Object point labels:
▼
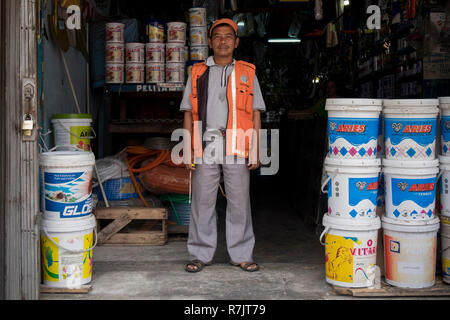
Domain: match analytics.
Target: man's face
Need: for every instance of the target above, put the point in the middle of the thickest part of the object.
(223, 41)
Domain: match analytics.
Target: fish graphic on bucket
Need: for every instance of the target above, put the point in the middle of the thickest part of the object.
(353, 127)
(410, 188)
(66, 184)
(410, 129)
(352, 187)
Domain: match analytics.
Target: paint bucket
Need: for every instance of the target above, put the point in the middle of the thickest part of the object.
(175, 72)
(155, 52)
(67, 252)
(176, 32)
(199, 52)
(73, 130)
(155, 30)
(115, 52)
(135, 73)
(444, 106)
(197, 17)
(410, 252)
(410, 189)
(198, 36)
(353, 127)
(410, 128)
(115, 32)
(155, 73)
(66, 184)
(135, 52)
(350, 251)
(174, 53)
(115, 73)
(445, 245)
(444, 166)
(352, 187)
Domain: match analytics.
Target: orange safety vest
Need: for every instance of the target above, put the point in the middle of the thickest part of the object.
(240, 107)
▲
TASK DESCRIPTION — Render every line of the data above as a numbered list, skipping blank lines and leaving out the pictures.

EXERCISE RESPONSE —
1. Domain: match analytics.
2. Target: man's face
3. Need: for every instance of the target above, put the point in the middle of the thickest part of the object.
4. (223, 41)
5. Domain: match analytics.
6. Target: fish graphic on bucket
7. Need: for every instance of the target above, put the point in the middle of the thickest part of the object.
8. (353, 127)
9. (410, 188)
10. (66, 184)
11. (410, 129)
12. (352, 187)
13. Domain: match analytics.
14. Target: paint bucket
15. Need: for every instance of the target above, put the point in the middle of the thickest part of the object.
16. (175, 72)
17. (155, 52)
18. (67, 252)
19. (176, 32)
20. (199, 52)
21. (73, 130)
22. (155, 30)
23. (115, 52)
24. (135, 73)
25. (444, 106)
26. (197, 17)
27. (410, 252)
28. (410, 189)
29. (198, 36)
30. (353, 127)
31. (410, 128)
32. (115, 32)
33. (155, 73)
34. (66, 184)
35. (135, 52)
36. (350, 251)
37. (174, 53)
38. (115, 73)
39. (445, 245)
40. (444, 166)
41. (352, 187)
42. Domain: match analytics.
43. Target: orange safety vest
44. Need: for every instance of the target above, put the point in the middle of the thickest part of the object.
45. (240, 107)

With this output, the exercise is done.